TASK STATEMENT:
When you repeat the entries below, keep each word exactly as it is and drop the pictures.

THE DATA:
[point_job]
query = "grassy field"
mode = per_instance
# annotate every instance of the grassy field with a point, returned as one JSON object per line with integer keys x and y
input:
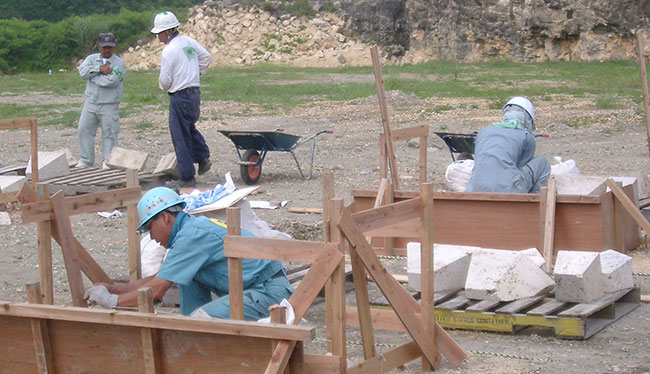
{"x": 273, "y": 86}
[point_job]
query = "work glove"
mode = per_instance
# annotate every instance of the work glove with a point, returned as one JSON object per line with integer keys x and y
{"x": 99, "y": 295}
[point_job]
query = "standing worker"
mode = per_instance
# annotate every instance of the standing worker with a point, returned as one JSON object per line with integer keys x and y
{"x": 181, "y": 62}
{"x": 504, "y": 153}
{"x": 104, "y": 74}
{"x": 196, "y": 262}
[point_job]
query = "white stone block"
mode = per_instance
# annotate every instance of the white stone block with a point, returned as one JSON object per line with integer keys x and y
{"x": 11, "y": 183}
{"x": 617, "y": 271}
{"x": 578, "y": 276}
{"x": 122, "y": 158}
{"x": 450, "y": 264}
{"x": 50, "y": 165}
{"x": 503, "y": 275}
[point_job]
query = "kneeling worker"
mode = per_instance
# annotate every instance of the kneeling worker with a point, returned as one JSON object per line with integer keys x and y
{"x": 504, "y": 153}
{"x": 196, "y": 262}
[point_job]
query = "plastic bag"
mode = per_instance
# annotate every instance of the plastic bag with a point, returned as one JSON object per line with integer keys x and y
{"x": 567, "y": 167}
{"x": 458, "y": 173}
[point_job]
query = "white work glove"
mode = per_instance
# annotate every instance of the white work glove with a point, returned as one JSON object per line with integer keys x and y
{"x": 99, "y": 295}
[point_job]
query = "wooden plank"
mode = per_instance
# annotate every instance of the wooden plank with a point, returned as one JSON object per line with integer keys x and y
{"x": 40, "y": 334}
{"x": 150, "y": 346}
{"x": 549, "y": 225}
{"x": 235, "y": 273}
{"x": 96, "y": 202}
{"x": 159, "y": 321}
{"x": 628, "y": 205}
{"x": 393, "y": 291}
{"x": 644, "y": 83}
{"x": 75, "y": 282}
{"x": 133, "y": 221}
{"x": 44, "y": 233}
{"x": 381, "y": 95}
{"x": 273, "y": 249}
{"x": 410, "y": 132}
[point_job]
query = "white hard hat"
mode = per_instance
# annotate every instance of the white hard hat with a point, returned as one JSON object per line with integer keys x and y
{"x": 164, "y": 21}
{"x": 523, "y": 103}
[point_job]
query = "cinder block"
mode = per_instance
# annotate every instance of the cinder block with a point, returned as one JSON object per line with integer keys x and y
{"x": 122, "y": 158}
{"x": 578, "y": 276}
{"x": 168, "y": 165}
{"x": 617, "y": 271}
{"x": 11, "y": 183}
{"x": 503, "y": 275}
{"x": 50, "y": 165}
{"x": 450, "y": 264}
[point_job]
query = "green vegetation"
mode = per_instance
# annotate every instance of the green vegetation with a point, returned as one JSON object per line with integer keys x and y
{"x": 611, "y": 84}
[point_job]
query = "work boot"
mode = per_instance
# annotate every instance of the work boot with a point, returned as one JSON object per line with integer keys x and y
{"x": 204, "y": 166}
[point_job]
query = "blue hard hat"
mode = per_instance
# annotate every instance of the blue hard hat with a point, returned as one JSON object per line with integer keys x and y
{"x": 155, "y": 201}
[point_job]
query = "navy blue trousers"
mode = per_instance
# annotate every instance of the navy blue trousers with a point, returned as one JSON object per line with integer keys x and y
{"x": 189, "y": 144}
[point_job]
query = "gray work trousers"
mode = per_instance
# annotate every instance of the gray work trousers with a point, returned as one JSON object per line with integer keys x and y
{"x": 92, "y": 115}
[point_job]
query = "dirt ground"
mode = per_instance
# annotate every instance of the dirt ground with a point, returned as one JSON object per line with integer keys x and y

RESPONSE TO THE EXERCISE:
[point_job]
query = "grassy field"
mode = per_instance
# annotate every instance of the grassy field with a point, returned as one JSON object per line with integer keys x and y
input:
{"x": 273, "y": 86}
[point_job]
query = "work glove"
mode = per_instance
# annotate every instance of the work glove with a point, returned as one JSON object per line with integer keys x and y
{"x": 99, "y": 295}
[point_job]
query = "standing worker"
mode = per_instance
# annotate every instance of the standing worker with a point, returned as one JSON object per line with integer keys x and y
{"x": 181, "y": 62}
{"x": 504, "y": 153}
{"x": 104, "y": 74}
{"x": 196, "y": 262}
[point_job]
query = "white stone block"
mode = per_instance
# annotate every instance of the white stone block with a point, returned as one JSON object per line with integer keys x and y
{"x": 11, "y": 183}
{"x": 617, "y": 271}
{"x": 578, "y": 276}
{"x": 122, "y": 158}
{"x": 450, "y": 264}
{"x": 50, "y": 165}
{"x": 503, "y": 275}
[point_job]
query = "kneeling worker"
mode = per_instance
# annotate every instance of the kneeling worker with a point, returned as one JSON object per line with integer keys x and y
{"x": 504, "y": 153}
{"x": 196, "y": 262}
[point_job]
query = "plastic bag"
mode = per_instance
# annotate every instance of the plastic bag with a point, returned as one JSON object per line with integer keys x and y
{"x": 567, "y": 167}
{"x": 458, "y": 173}
[point_job]
query = "white work glove"
mode = per_instance
# annotate every instance of the white work glove with a point, returned as one JSON object per line with integer keys x and y
{"x": 99, "y": 295}
[point_job]
query = "wooden plank"
mode = per_instance
# annotate every instance of the wooden plank with a point, returned as one JSON object per line with integer keys x and y
{"x": 40, "y": 334}
{"x": 150, "y": 346}
{"x": 549, "y": 225}
{"x": 235, "y": 273}
{"x": 96, "y": 202}
{"x": 159, "y": 321}
{"x": 628, "y": 205}
{"x": 393, "y": 291}
{"x": 644, "y": 83}
{"x": 75, "y": 282}
{"x": 133, "y": 221}
{"x": 44, "y": 233}
{"x": 381, "y": 95}
{"x": 273, "y": 249}
{"x": 410, "y": 132}
[point_job]
query = "white hard hat"
mode = per_instance
# annotate every instance of the white hard hat with a point, returned as one JSON object per line with integer keys x and y
{"x": 164, "y": 21}
{"x": 523, "y": 103}
[point_job]
query = "cinder block"
mode = per_instance
# annotate every instance of the cinder block with a point, returned as one JSON object per line with integer keys x and y
{"x": 122, "y": 158}
{"x": 578, "y": 276}
{"x": 168, "y": 165}
{"x": 617, "y": 271}
{"x": 11, "y": 183}
{"x": 503, "y": 275}
{"x": 50, "y": 165}
{"x": 450, "y": 264}
[point_job]
query = "green vegetation"
mode = per_instance
# annotate every instance of the green vegetation with a point, returned as one JSON object per line with integer keys x and y
{"x": 611, "y": 84}
[point_job]
query = "work boot"
mode = per_instance
# annotate every instance of the work boot with a point, returned as one JSON object per line with integer keys x and y
{"x": 204, "y": 166}
[point_job]
query = "blue hard hat"
mode = per_instance
# annotate every instance of the blue hard hat with a point, returned as one JSON object per line with integer keys x and y
{"x": 155, "y": 201}
[point_job]
query = "navy blue trousers"
mode = per_instance
# annotate every instance of the navy blue trousers with a point, returned as one JSON object per line with integer keys x and y
{"x": 189, "y": 144}
[point_job]
query = "gray work trousers"
mode = per_instance
# annotate every instance of the gray work trousers with a point, returned as one JSON object per line with integer keys x and y
{"x": 92, "y": 115}
[point_job]
query = "dirt ground"
mode = per_instance
# annotate every instance of the dirt ground with a point, returned as one JSON object per line with integer keys x and y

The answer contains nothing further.